** Requirement 1 **
According to the commentary on the stabbing, who is sharing content suggesting he "refuses to believe the lies"?
** Requirement 2 **
Rewrite the commentary on the stabbing from "All last night" up to and including "3,000 miles away.", substituting "disturbance" for "riot".
** Requirement 3 **
Proceed with the commentary on the stabbing, picking up after its final sentence.

** Text for analysis **
Two British nationals arrested but that's only been confirmed after 12 hours of wanton racist speculation about it being from "small boat people", all from the usual suspects on the usual websites. Even now it's been confirmed that the two attackers were British nationals, Tommy Robinson is sharing content that suggests he "refuses to believe the lies".
All last night you had blue-ticked right-wing accounts on Twitter, screaming in capital letters that the stabbing had been "confirmed as a terrorist incident" and that "the attackers were shouting Allahu Akbar". Now it turns out there was no terrorist element (within legal definitions) and that the attackers aren't asylum seekers from small boats.
We are living in dangerous, dangerous times. It was the same after the Southport attack, when a fake Asian/Muslim name was leaked to the press by a website in Pakistan, and nobody knows who did it - only the website it came from. A nationwide riot in the UK, all caused by somebody making a stupid online comment 3,000 miles away.

** The data **
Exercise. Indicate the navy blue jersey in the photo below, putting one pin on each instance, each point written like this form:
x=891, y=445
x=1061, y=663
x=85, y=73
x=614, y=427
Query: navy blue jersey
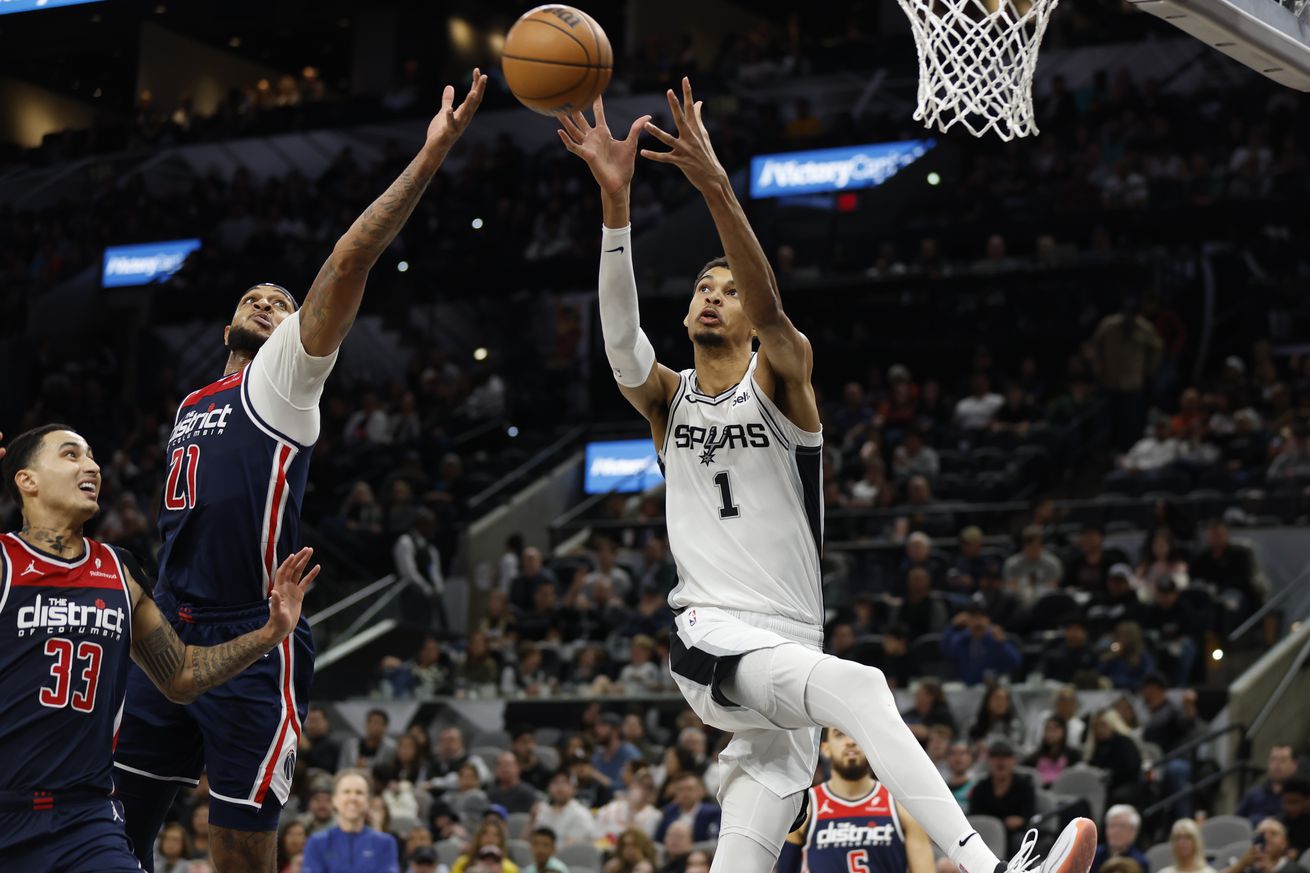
x=853, y=836
x=63, y=666
x=237, y=462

** Task answer 1 **
Tommy Robinson.

** Task answer 2 **
All last night you had blue-ticked right-wing accounts on Twitter, screaming in capital letters that the stabbing had been "confirmed as a terrorist incident" and that "the attackers were shouting Allahu Akbar". Now it turns out there was no terrorist element (within legal definitions) and that the attackers aren't asylum seekers from small boats.
We are living in dangerous, dangerous times. It was the same after the Southport attack, when a fake Asian/Muslim name was leaked to the press by a website in Pakistan, and nobody knows who did it - only the website it came from. A nationwide disturbance in the UK, all caused by somebody making a stupid online comment 3,000 miles away.

** Task answer 3 **
Social media is a cancer. The police and authorities need to be allowed to do their jobs, but we have online vigilantes flooding the zone with speculation and misinformation about ongoing, developing incidents. If they name the attacker quickly, it's a conspiracy to harm whites; if they don't name the attacker quickly, it's a conspiracy to protect Asians.
And there will be people on the left reveling in the fact that it's a British national, too. It's one thing to feel relieved that it's not an asylum seeker - for fear of more mass violence on our streets and more angry protests at hotels - but it's another thing to point and laugh and tease at the other side. All of it is in bad faith and it's getting us nowhere.